» Texte extrait
● ● ● ● ● ● ●
A l'issue de cette courte conversation téléphonique, je ne sais absolument pas pourquoi je dois me rendre à l'hôtel de police. Identification? Confrontation avec le suspect? Formalités? Je me demande si je vais revoir le visage de mon "agresseur".


Je me rends au commissariat à l'heure convenue.
Le lieu est austère, déprimant. Un endroit d'un autre siècle.

Je me présente à l’accueil, l'agent me demande de patienter.


Un homme en civil se présente à moi et me tends la main.
- Bonjour, veuillez me suivre.


L'endroit n'est pas plus agréable dans les étages, éclairé par des néons projetant une lumière blafarde.
Nous rentrons dans un bureau. Il y a de la poussière sur les murs, des photos imprimées, un vieux casier métallique.

Sur un réfrigérateur qui a un jour été blanc, une affiche:
Le numéro qui sauve: 01 23 45 67 89 SOS Apéro

En face de moi est épinglée une autre affiche imprimée et plastifiée qui me fait face:

La loi prévoit que nous vous demandons de ne pas fumer, alors aidez nous.

Je la relis plusieurs fois: demandons? Je souris intérieurement.

Pourquoi ne pas avoir écrit interdit de fumer? Une façon de dire: "soyez sympa".
● ● ● ● ● ● ●
[Entrées du jeu de données]

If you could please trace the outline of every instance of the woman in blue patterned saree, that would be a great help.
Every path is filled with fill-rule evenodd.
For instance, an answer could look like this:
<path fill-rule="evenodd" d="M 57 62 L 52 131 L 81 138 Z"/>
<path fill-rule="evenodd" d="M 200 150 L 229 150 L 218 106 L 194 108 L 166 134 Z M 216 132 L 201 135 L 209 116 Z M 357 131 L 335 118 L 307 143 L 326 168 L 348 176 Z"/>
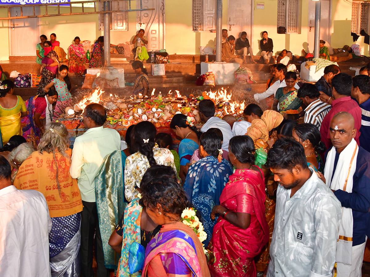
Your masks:
<path fill-rule="evenodd" d="M 208 130 L 199 139 L 199 151 L 203 157 L 189 169 L 184 189 L 194 207 L 201 213 L 208 244 L 212 236 L 216 220 L 211 219 L 212 208 L 220 204 L 220 196 L 229 177 L 232 174 L 232 165 L 222 158 L 221 138 Z"/>
<path fill-rule="evenodd" d="M 180 156 L 180 172 L 179 176 L 184 182 L 186 177 L 185 166 L 190 162 L 194 151 L 199 147 L 199 137 L 201 133 L 191 122 L 187 120 L 185 114 L 175 114 L 171 120 L 169 127 L 176 136 L 181 139 L 179 144 Z"/>
<path fill-rule="evenodd" d="M 156 177 L 142 182 L 140 188 L 141 204 L 153 221 L 162 226 L 147 247 L 142 276 L 211 277 L 201 242 L 205 234 L 199 231 L 200 225 L 196 234 L 188 222 L 184 223 L 190 209 L 194 211 L 181 185 L 172 178 Z"/>

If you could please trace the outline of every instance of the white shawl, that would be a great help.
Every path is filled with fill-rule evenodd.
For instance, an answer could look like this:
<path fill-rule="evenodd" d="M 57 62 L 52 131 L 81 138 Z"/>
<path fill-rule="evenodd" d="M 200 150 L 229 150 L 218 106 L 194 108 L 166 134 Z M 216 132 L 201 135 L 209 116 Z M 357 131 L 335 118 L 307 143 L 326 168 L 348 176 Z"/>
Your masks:
<path fill-rule="evenodd" d="M 353 175 L 356 171 L 356 163 L 359 147 L 356 141 L 352 139 L 350 144 L 339 154 L 335 172 L 332 176 L 336 152 L 333 146 L 328 153 L 324 175 L 326 185 L 332 189 L 342 189 L 352 192 Z M 352 244 L 353 230 L 353 218 L 352 209 L 342 207 L 342 217 L 339 225 L 339 236 L 337 246 L 336 261 L 345 264 L 352 264 Z"/>
<path fill-rule="evenodd" d="M 286 56 L 280 60 L 280 62 L 279 63 L 282 64 L 284 65 L 286 65 L 288 64 L 288 63 L 289 62 L 289 61 L 290 60 L 290 59 L 289 58 L 289 57 L 287 56 Z"/>

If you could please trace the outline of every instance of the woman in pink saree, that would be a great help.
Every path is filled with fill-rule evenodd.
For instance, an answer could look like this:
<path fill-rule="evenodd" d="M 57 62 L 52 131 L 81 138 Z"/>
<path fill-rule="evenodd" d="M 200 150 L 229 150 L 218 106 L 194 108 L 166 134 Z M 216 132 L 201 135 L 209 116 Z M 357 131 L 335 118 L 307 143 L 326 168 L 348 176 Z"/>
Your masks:
<path fill-rule="evenodd" d="M 231 138 L 230 161 L 236 168 L 215 206 L 211 218 L 218 214 L 208 248 L 211 276 L 216 277 L 256 276 L 254 258 L 268 241 L 265 215 L 265 180 L 255 160 L 253 141 L 248 136 Z"/>
<path fill-rule="evenodd" d="M 70 72 L 74 72 L 77 76 L 81 77 L 85 71 L 85 64 L 88 62 L 88 61 L 85 57 L 86 54 L 82 44 L 80 43 L 81 41 L 80 38 L 76 37 L 73 41 L 74 43 L 68 48 L 70 58 L 68 60 L 68 67 Z"/>

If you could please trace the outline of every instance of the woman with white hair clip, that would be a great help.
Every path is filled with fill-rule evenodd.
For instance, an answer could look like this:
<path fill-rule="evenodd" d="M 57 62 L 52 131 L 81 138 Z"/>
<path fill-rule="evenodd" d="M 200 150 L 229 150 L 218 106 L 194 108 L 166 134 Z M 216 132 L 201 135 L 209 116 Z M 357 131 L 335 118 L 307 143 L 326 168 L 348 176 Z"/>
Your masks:
<path fill-rule="evenodd" d="M 70 175 L 72 150 L 68 132 L 59 122 L 47 128 L 38 147 L 20 167 L 14 182 L 18 189 L 36 189 L 45 196 L 51 218 L 49 233 L 53 276 L 80 275 L 78 256 L 82 201 L 77 181 Z"/>
<path fill-rule="evenodd" d="M 33 146 L 26 142 L 20 144 L 13 149 L 9 154 L 8 160 L 11 166 L 11 181 L 13 181 L 19 167 L 32 153 L 36 151 Z"/>

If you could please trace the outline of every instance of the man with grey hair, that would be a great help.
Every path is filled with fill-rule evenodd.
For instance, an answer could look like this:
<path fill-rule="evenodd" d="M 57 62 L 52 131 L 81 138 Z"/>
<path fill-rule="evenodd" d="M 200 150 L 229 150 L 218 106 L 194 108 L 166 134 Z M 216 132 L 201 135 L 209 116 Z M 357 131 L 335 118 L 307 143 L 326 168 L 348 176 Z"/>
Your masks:
<path fill-rule="evenodd" d="M 73 145 L 70 173 L 78 179 L 83 209 L 81 212 L 81 276 L 94 276 L 92 247 L 94 240 L 98 265 L 98 277 L 108 277 L 105 268 L 102 242 L 98 218 L 95 194 L 95 178 L 105 158 L 121 150 L 121 137 L 114 129 L 103 128 L 107 119 L 105 110 L 101 105 L 88 105 L 84 111 L 84 124 L 87 130 L 78 137 Z M 95 233 L 95 230 L 96 232 Z"/>
<path fill-rule="evenodd" d="M 49 232 L 51 221 L 45 197 L 12 184 L 9 162 L 0 156 L 0 276 L 51 276 Z"/>
<path fill-rule="evenodd" d="M 9 154 L 8 160 L 10 165 L 18 170 L 22 163 L 36 151 L 33 146 L 27 143 L 20 144 Z"/>

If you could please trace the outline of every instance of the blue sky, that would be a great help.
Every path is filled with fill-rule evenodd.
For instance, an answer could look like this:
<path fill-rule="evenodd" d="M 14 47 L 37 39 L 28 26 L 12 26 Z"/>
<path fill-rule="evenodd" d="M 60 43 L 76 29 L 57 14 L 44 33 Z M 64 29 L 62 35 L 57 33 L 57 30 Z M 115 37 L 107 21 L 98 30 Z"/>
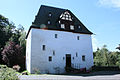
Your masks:
<path fill-rule="evenodd" d="M 95 34 L 94 50 L 106 44 L 110 51 L 115 51 L 120 44 L 120 0 L 1 0 L 0 14 L 27 31 L 41 5 L 73 12 Z"/>

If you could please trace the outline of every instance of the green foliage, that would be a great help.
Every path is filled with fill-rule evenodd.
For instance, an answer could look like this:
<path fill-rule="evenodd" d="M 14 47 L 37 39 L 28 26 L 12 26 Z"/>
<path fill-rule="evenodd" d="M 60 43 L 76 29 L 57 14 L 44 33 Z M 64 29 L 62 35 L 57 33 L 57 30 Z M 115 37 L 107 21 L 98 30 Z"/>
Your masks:
<path fill-rule="evenodd" d="M 19 80 L 18 74 L 6 65 L 0 65 L 0 80 Z"/>
<path fill-rule="evenodd" d="M 16 64 L 22 63 L 23 65 L 25 65 L 23 63 L 24 59 L 22 58 L 21 58 L 22 60 L 20 59 L 21 56 L 16 57 L 16 55 L 25 56 L 25 52 L 26 52 L 25 36 L 26 36 L 26 33 L 22 25 L 18 25 L 18 28 L 16 28 L 13 22 L 10 22 L 8 18 L 5 18 L 4 16 L 0 15 L 0 63 L 1 64 L 5 64 L 5 62 L 8 61 L 9 65 L 13 65 L 15 62 L 19 62 Z M 10 47 L 9 42 L 14 42 L 15 45 L 19 45 L 21 47 L 20 50 L 17 49 L 19 52 L 15 51 L 16 48 L 13 49 L 11 47 L 12 50 L 10 51 L 9 49 L 8 50 L 9 53 L 6 52 L 5 54 L 2 54 L 3 51 L 7 50 L 6 49 L 7 47 Z M 6 55 L 6 54 L 9 54 L 9 55 Z M 10 55 L 12 55 L 12 57 L 8 58 L 8 56 Z M 15 58 L 17 58 L 17 60 L 19 59 L 19 61 L 17 61 Z M 12 61 L 12 62 L 9 62 L 9 61 Z"/>
<path fill-rule="evenodd" d="M 120 52 L 110 52 L 106 45 L 97 49 L 93 55 L 95 66 L 120 66 Z"/>

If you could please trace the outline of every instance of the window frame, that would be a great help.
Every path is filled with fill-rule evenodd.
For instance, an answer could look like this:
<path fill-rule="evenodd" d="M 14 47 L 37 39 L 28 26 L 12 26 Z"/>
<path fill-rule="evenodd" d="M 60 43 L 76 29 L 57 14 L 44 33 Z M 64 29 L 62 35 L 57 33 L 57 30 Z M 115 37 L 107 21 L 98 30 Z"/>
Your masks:
<path fill-rule="evenodd" d="M 42 45 L 42 50 L 45 51 L 46 50 L 46 46 Z"/>
<path fill-rule="evenodd" d="M 49 62 L 52 62 L 52 56 L 49 56 L 49 57 L 48 57 L 48 61 L 49 61 Z"/>
<path fill-rule="evenodd" d="M 85 61 L 85 55 L 82 55 L 82 61 Z"/>
<path fill-rule="evenodd" d="M 70 29 L 74 30 L 75 29 L 74 25 L 70 25 Z"/>
<path fill-rule="evenodd" d="M 65 29 L 65 24 L 61 24 L 60 27 L 61 27 L 62 29 Z"/>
● ● ● ● ● ● ●
» Consignes
**1)** Dans l'extrait sur la visite au commissariat, qu'est-ce qui éclaire les étages ?
**2)** Recopiez à l'identique le passage de l'extrait sur la visite au commissariat qui va de "Le lieu est" jusqu'à "une lumière blafarde.".
Le matériel fourni n'est pas nécessaire.

» Réponses
**1)** Des néons projetant une lumière blafarde.

**2)**
Le lieu est austère, déprimant. Un endroit d'un autre siècle.

Je me présente à l’accueil, l'agent me demande de patienter.


Un homme en civil se présente à moi et me tends la main.
- Bonjour, veuillez me suivre.


L'endroit n'est pas plus agréable dans les étages, éclairé par des néons projetant une lumière blafarde.